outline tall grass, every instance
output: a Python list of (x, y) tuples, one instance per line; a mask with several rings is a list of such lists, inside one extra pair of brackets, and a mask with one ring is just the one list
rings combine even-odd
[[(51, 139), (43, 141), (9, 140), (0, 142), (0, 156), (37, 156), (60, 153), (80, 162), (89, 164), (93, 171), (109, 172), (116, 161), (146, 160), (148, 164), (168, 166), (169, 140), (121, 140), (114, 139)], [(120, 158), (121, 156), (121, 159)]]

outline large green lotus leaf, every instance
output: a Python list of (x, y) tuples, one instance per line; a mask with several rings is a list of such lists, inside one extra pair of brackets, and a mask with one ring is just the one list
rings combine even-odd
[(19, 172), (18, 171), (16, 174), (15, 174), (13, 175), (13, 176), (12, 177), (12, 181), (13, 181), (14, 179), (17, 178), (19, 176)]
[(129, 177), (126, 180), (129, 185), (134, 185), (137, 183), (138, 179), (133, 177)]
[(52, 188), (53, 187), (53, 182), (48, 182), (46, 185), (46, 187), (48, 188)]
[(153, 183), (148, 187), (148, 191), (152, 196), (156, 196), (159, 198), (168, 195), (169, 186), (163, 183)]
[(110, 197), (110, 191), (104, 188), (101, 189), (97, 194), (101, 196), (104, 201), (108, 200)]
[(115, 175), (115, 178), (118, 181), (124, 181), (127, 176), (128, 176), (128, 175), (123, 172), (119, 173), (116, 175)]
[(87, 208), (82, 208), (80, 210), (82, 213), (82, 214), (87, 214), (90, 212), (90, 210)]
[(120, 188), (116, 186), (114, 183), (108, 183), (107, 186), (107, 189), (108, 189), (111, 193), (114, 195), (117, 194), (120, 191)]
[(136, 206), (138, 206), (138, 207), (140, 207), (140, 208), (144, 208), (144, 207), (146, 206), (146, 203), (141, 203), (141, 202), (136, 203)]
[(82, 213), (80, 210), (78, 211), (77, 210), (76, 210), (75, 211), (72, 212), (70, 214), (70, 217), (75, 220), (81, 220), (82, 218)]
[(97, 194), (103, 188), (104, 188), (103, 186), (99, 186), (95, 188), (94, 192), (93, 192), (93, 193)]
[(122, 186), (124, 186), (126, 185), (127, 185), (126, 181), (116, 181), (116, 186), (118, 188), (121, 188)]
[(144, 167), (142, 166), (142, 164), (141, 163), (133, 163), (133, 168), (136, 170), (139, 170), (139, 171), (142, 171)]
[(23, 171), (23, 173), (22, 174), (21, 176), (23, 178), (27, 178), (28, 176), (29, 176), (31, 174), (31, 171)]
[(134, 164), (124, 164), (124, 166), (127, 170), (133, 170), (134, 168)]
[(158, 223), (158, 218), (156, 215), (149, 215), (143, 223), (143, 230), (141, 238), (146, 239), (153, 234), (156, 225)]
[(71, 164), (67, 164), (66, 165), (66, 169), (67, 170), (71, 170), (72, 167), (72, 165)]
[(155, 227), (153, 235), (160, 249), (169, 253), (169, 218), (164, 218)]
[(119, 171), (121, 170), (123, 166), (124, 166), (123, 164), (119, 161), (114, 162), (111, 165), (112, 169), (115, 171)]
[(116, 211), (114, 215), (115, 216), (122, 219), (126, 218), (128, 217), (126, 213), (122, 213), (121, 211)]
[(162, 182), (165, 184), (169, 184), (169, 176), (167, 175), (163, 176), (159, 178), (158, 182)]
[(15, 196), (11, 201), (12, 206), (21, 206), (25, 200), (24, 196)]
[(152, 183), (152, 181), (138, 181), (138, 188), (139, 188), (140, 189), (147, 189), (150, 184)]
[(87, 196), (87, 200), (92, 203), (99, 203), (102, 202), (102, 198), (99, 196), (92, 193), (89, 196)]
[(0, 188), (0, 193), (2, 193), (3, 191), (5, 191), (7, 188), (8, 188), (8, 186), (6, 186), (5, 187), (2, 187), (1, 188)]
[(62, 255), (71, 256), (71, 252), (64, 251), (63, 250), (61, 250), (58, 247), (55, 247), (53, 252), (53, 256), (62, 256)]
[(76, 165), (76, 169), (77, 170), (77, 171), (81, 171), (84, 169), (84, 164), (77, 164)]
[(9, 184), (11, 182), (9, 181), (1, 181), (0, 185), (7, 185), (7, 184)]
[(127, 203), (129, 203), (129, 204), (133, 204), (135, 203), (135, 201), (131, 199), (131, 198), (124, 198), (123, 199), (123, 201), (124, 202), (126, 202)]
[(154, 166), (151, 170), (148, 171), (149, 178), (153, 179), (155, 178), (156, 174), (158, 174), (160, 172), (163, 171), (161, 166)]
--------------------------------------------------
PROBLEM
Extract every line of the items above and reproduce each one character for character, in its original order.

FULL OUTPUT
outline tall grass, every instance
output: a Python list of (x, y) tuples, one instance per line; a mask with several rings is a list of such lists, inside one extra pair of brackets, and a mask with one ring is just the one list
rings combine even-odd
[[(51, 139), (43, 141), (9, 140), (0, 142), (0, 156), (37, 156), (60, 153), (80, 162), (89, 164), (93, 171), (109, 172), (116, 161), (146, 160), (148, 164), (168, 166), (169, 140), (121, 140), (114, 139)], [(120, 158), (121, 156), (121, 159)]]

outline large green lotus leaf, every instance
output: a Python list of (x, y) tuples, one instance per line; a mask with several rings is a list of such lists, inside one extra pair of brackets, and a mask with one ring is just the one list
rings combine even-odd
[(19, 172), (18, 171), (16, 174), (15, 174), (13, 175), (13, 176), (12, 177), (12, 181), (13, 181), (14, 179), (17, 178), (19, 176)]
[(129, 177), (126, 180), (129, 185), (134, 185), (137, 183), (138, 179), (133, 177)]
[(52, 188), (53, 187), (53, 182), (48, 182), (46, 185), (46, 187), (48, 188)]
[(153, 183), (148, 187), (148, 191), (152, 196), (156, 196), (159, 198), (168, 195), (169, 186), (163, 183)]
[(110, 197), (110, 191), (104, 188), (101, 189), (97, 194), (101, 196), (104, 201), (108, 200)]
[(115, 175), (115, 178), (118, 181), (124, 181), (127, 176), (128, 176), (128, 175), (123, 172), (119, 173), (116, 175)]
[(87, 208), (82, 208), (80, 210), (82, 213), (82, 214), (87, 214), (90, 212), (90, 210)]
[(120, 188), (116, 186), (114, 183), (108, 183), (107, 186), (107, 189), (108, 189), (111, 193), (114, 195), (117, 194), (120, 191)]
[(136, 206), (138, 206), (138, 207), (140, 207), (140, 208), (144, 208), (144, 207), (146, 206), (146, 203), (141, 203), (141, 202), (136, 203)]
[(82, 213), (80, 210), (78, 211), (77, 210), (76, 210), (75, 211), (72, 212), (70, 214), (70, 217), (75, 220), (81, 220), (82, 218)]
[(97, 194), (103, 188), (104, 188), (103, 186), (99, 186), (95, 188), (94, 192), (93, 192), (93, 193)]
[(122, 186), (124, 186), (126, 185), (127, 185), (126, 181), (116, 181), (116, 186), (118, 188), (121, 188)]
[(144, 167), (142, 166), (142, 164), (141, 163), (133, 163), (133, 168), (136, 170), (139, 170), (139, 171), (142, 171)]
[(23, 171), (23, 173), (22, 174), (21, 176), (23, 178), (27, 178), (28, 176), (29, 176), (31, 174), (31, 171)]
[(134, 164), (124, 164), (124, 166), (127, 170), (133, 170), (134, 168)]
[(158, 223), (158, 218), (156, 215), (149, 215), (143, 223), (143, 230), (141, 238), (146, 239), (153, 234), (156, 225)]
[(71, 164), (67, 164), (66, 165), (66, 169), (67, 170), (71, 170), (72, 167), (72, 165)]
[(155, 227), (153, 235), (160, 249), (169, 253), (169, 218), (164, 218)]
[(119, 171), (121, 170), (123, 166), (124, 166), (123, 164), (119, 161), (114, 162), (111, 165), (112, 169), (115, 171)]
[(116, 211), (114, 215), (115, 216), (122, 219), (126, 218), (128, 217), (126, 213), (122, 213), (121, 211)]
[(162, 182), (165, 184), (169, 184), (169, 176), (167, 175), (163, 176), (159, 178), (158, 182)]
[(15, 196), (11, 201), (12, 206), (21, 206), (25, 200), (24, 196)]
[(152, 183), (152, 181), (138, 181), (138, 188), (139, 188), (140, 189), (147, 189), (150, 184)]
[(87, 196), (87, 200), (92, 203), (99, 203), (102, 202), (102, 198), (99, 196), (92, 193), (89, 196)]
[(0, 188), (0, 193), (2, 193), (3, 191), (5, 191), (7, 188), (8, 188), (8, 186), (6, 186), (5, 187), (2, 187), (1, 188)]
[(62, 255), (71, 256), (71, 252), (64, 251), (63, 250), (61, 250), (58, 247), (55, 247), (53, 252), (53, 256), (62, 256)]
[(76, 165), (76, 169), (77, 170), (77, 171), (81, 171), (84, 169), (84, 164), (77, 164)]
[(9, 184), (11, 182), (9, 181), (1, 181), (0, 185), (7, 185), (7, 184)]
[(127, 203), (129, 203), (129, 204), (133, 204), (135, 203), (135, 201), (131, 199), (131, 198), (124, 198), (123, 199), (123, 201), (124, 202), (126, 202)]
[(154, 166), (151, 170), (148, 171), (149, 178), (153, 179), (155, 178), (156, 174), (158, 174), (160, 172), (163, 171), (161, 166)]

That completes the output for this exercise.